Passage to read:
===
Dr. Buczynski: As Lynn explained, naming and addressing their fears can help our clients begin to break free from them. Now, we’d like to hear from you. How do you help clients work through their fears? Please leave a comment below, and thanks for watching.
Sometimes it can feel like our fears are in control of us.
But Lynn offered us an example of a creative technique for helping clients take back control from fear.
In the meantime, we’d like to hear from you. How do you help clients face their fears?
Please leave a comment below.
Jacque Smith, Marriage/Family Therapy, San Diego, CA, USA says
I like this tool and could see it being well applied to a number of clients within the context our their therapy. Differently than the clinician in the video, I do believe that understanding the fear is necessary, not for intellectual gratification but because a fear has roots somewhere in the person’s experience, it formed neuronal connections that keep on being reinforced by thoughts and behaviors. Making sense of these experiences offers integration and supports these top-down strategies. If I only apply the behavioral technique, that particular issue will be extinguished, but the issue that created it will likely find its way in another type of symptom.
I tend to start with bottom-up strategies to relieve excessive dysregulation and offer clients a sense of control over it. Then we try top-down strategies ( this one will be added to my repertoire, thanks!) I like helping them “follow their fear” – “Let’s follow that fear, where does it take you,” and invariably it takes people to a place of threat (threat of something that happened or near happened, a loss – loss of a loved one, loss of safety, loss of separation, of health, of work, of self-esteem, of dignity, etc.) As we extinguish the symptomatic behavior, then I focus on their grieving process ( that which was lost, or nearly lost) to create lasting impact.
===
Provided material:
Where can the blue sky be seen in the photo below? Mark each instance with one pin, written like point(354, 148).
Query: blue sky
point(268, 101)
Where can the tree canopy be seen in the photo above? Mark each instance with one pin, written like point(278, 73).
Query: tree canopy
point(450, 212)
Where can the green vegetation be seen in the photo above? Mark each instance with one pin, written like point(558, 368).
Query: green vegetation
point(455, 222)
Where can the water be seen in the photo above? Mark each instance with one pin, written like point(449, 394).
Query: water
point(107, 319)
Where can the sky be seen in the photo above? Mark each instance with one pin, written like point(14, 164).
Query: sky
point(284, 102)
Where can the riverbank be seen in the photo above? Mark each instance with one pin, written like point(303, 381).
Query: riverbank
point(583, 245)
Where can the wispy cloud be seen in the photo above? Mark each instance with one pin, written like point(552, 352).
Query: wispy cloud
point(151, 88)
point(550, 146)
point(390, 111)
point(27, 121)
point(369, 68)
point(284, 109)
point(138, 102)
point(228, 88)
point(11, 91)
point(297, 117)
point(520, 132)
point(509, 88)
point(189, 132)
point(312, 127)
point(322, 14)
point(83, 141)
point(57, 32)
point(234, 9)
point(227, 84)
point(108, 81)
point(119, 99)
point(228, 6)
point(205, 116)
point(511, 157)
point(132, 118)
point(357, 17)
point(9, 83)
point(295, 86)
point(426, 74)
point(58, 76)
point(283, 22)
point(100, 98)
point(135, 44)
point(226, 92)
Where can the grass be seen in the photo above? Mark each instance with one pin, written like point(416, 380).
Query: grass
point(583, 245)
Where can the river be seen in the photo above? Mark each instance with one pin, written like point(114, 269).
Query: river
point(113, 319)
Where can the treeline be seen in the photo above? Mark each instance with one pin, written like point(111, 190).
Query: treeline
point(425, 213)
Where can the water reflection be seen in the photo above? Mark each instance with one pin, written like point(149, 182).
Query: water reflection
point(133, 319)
===
Problems and tasks:
a – Can you condense the paragraph beginning "I tend to start with bottom-up strategies" in the passage about clients' fears into a short list that keeps its main facts?
b – Could you transcribe the passage about clients' fears word for word, starting at "Dr. Buczynski: As" and ending at "control from fear."?

Solutions per task:
a –
- Starts with bottom-up strategies to relieve excessive dysregulation and give clients a sense of control over it.
- Then uses top-down strategies, with this technique being added to the repertoire.
- Helps clients "follow their fear," which invariably leads to a place of threat: something that happened or nearly happened, or a loss (of a loved one, safety, health, work, self-esteem, dignity, etc.).
- As the symptomatic behavior is extinguished, focuses on the grieving process for what was lost or nearly lost, to create lasting impact.

b –
Dr. Buczynski: As Lynn explained, naming and addressing their fears can help our clients begin to break free from them. Now, we’d like to hear from you. How do you help clients work through their fears? Please leave a comment below, and thanks for watching.
Sometimes it can feel like our fears are in control of us.
But Lynn offered us an example of a creative technique for helping clients take back control from fear.